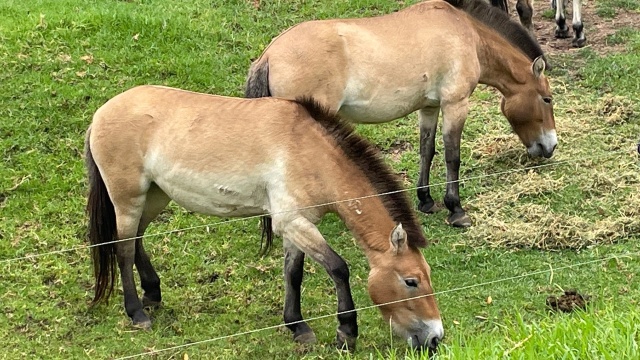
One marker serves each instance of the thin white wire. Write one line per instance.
(82, 247)
(515, 277)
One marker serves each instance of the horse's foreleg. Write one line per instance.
(454, 116)
(578, 28)
(428, 118)
(293, 273)
(562, 30)
(525, 13)
(306, 237)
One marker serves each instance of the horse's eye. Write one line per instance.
(411, 282)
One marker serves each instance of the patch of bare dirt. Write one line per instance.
(597, 29)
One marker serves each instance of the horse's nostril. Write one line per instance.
(433, 343)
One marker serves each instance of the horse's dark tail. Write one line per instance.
(102, 229)
(257, 85)
(258, 81)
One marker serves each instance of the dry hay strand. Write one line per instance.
(507, 217)
(616, 110)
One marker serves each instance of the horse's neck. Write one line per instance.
(367, 217)
(503, 66)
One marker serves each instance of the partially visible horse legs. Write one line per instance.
(133, 216)
(305, 236)
(562, 30)
(454, 116)
(525, 13)
(428, 118)
(524, 8)
(157, 200)
(293, 273)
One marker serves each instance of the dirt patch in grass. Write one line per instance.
(570, 301)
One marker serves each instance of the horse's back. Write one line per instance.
(211, 154)
(375, 69)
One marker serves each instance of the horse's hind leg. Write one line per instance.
(580, 39)
(293, 272)
(156, 201)
(428, 118)
(525, 13)
(454, 116)
(128, 218)
(562, 30)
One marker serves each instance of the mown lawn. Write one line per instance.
(572, 222)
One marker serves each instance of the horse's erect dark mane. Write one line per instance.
(500, 21)
(368, 160)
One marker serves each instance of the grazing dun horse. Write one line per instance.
(428, 57)
(235, 157)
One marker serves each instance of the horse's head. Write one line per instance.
(402, 273)
(530, 112)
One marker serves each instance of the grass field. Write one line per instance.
(571, 222)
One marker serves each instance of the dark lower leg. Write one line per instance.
(149, 279)
(525, 13)
(293, 273)
(338, 270)
(457, 216)
(580, 39)
(132, 303)
(428, 126)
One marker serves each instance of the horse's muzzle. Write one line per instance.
(545, 145)
(428, 338)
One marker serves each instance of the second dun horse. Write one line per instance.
(235, 157)
(428, 57)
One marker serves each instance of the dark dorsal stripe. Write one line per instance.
(369, 161)
(500, 21)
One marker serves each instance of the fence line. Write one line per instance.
(487, 283)
(505, 172)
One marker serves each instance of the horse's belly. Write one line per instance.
(215, 194)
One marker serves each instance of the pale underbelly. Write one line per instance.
(212, 195)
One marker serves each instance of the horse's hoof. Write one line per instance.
(144, 325)
(345, 342)
(305, 338)
(461, 220)
(562, 33)
(579, 42)
(429, 208)
(148, 303)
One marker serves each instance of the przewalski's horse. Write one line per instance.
(235, 157)
(428, 57)
(562, 30)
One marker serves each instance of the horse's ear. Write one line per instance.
(538, 66)
(398, 239)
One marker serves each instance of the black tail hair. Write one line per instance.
(257, 84)
(102, 229)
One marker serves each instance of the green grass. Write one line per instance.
(609, 9)
(63, 59)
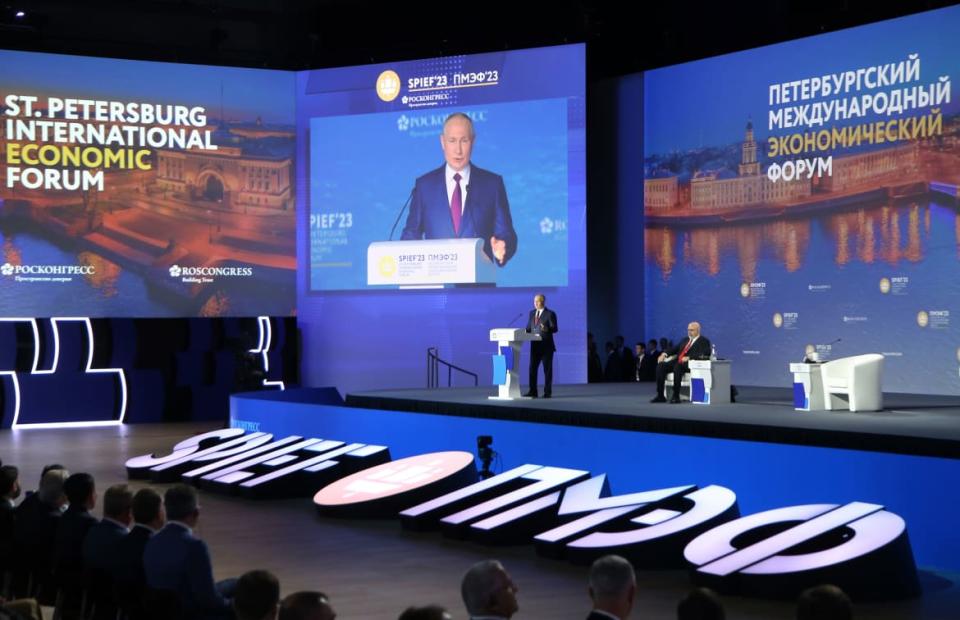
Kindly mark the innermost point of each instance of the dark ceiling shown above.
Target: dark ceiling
(622, 37)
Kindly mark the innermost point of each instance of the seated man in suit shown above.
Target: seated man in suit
(174, 559)
(9, 492)
(306, 605)
(461, 201)
(35, 534)
(73, 527)
(677, 361)
(100, 547)
(612, 588)
(257, 596)
(488, 591)
(149, 517)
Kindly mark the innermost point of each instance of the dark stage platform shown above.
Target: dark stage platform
(909, 424)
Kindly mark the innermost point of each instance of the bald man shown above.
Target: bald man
(677, 361)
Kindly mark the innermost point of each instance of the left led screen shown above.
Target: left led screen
(144, 189)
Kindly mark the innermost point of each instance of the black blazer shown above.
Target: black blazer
(699, 351)
(547, 328)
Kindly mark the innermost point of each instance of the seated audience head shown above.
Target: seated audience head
(306, 606)
(430, 612)
(701, 604)
(182, 504)
(148, 509)
(118, 504)
(81, 491)
(257, 596)
(9, 482)
(824, 602)
(51, 490)
(612, 585)
(488, 590)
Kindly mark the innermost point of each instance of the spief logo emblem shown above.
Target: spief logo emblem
(388, 85)
(388, 266)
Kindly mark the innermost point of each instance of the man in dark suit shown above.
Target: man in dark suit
(76, 522)
(102, 543)
(646, 364)
(488, 591)
(148, 517)
(174, 559)
(38, 516)
(542, 321)
(9, 492)
(460, 200)
(613, 587)
(677, 361)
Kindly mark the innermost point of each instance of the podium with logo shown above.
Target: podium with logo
(807, 387)
(429, 263)
(506, 361)
(709, 382)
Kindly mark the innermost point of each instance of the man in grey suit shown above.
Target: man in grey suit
(174, 559)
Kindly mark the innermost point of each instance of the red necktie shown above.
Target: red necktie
(456, 204)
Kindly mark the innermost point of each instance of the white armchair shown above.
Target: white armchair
(858, 379)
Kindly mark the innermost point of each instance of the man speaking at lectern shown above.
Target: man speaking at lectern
(542, 321)
(677, 361)
(460, 200)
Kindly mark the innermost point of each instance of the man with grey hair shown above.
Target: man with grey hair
(612, 588)
(461, 201)
(488, 591)
(174, 559)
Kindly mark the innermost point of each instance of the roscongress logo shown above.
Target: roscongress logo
(46, 273)
(388, 85)
(176, 271)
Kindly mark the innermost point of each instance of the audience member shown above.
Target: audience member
(488, 591)
(612, 588)
(174, 559)
(824, 602)
(101, 546)
(430, 612)
(700, 604)
(306, 606)
(257, 596)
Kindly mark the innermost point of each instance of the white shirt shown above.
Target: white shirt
(115, 522)
(181, 524)
(452, 184)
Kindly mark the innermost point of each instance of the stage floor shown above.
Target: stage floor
(909, 424)
(372, 569)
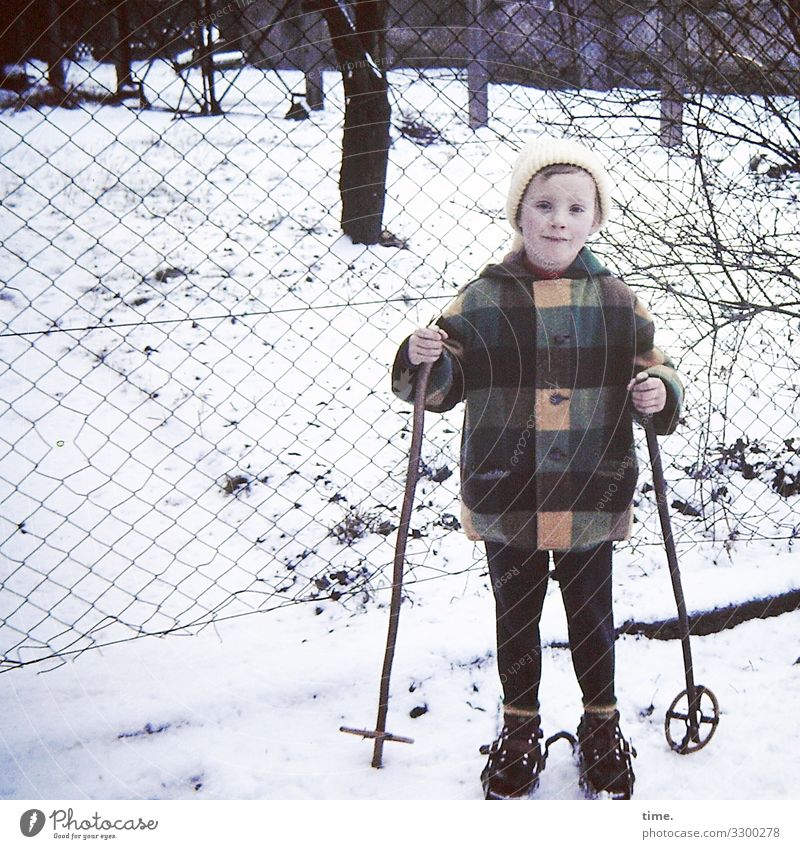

▬▬▬▬▬▬

What is needed is an exact restatement of every line from the one containing "grey hair shown above." through the last line of the records, pictures left out.

Kindly mark the innermost point of each instance of the man with grey hair shown above.
Target: man with grey hair
(612, 588)
(461, 201)
(488, 591)
(174, 559)
Kindly mark the innermost point of each instance of the roscongress logo shown above.
Target: roscongress logo
(46, 273)
(388, 85)
(176, 271)
Kindly mark the innermost point of each instance of the audience member shown above.
Target: audience member
(488, 591)
(612, 588)
(174, 559)
(824, 602)
(101, 546)
(430, 612)
(700, 604)
(306, 606)
(257, 596)
Kindly mark the innermost point of each instance of the white shirt shown above.
Target: white shirt
(115, 522)
(181, 524)
(452, 184)
Kindly mark the innermost point of each instance of the stage floor shown above.
Target: stage floor
(909, 424)
(372, 569)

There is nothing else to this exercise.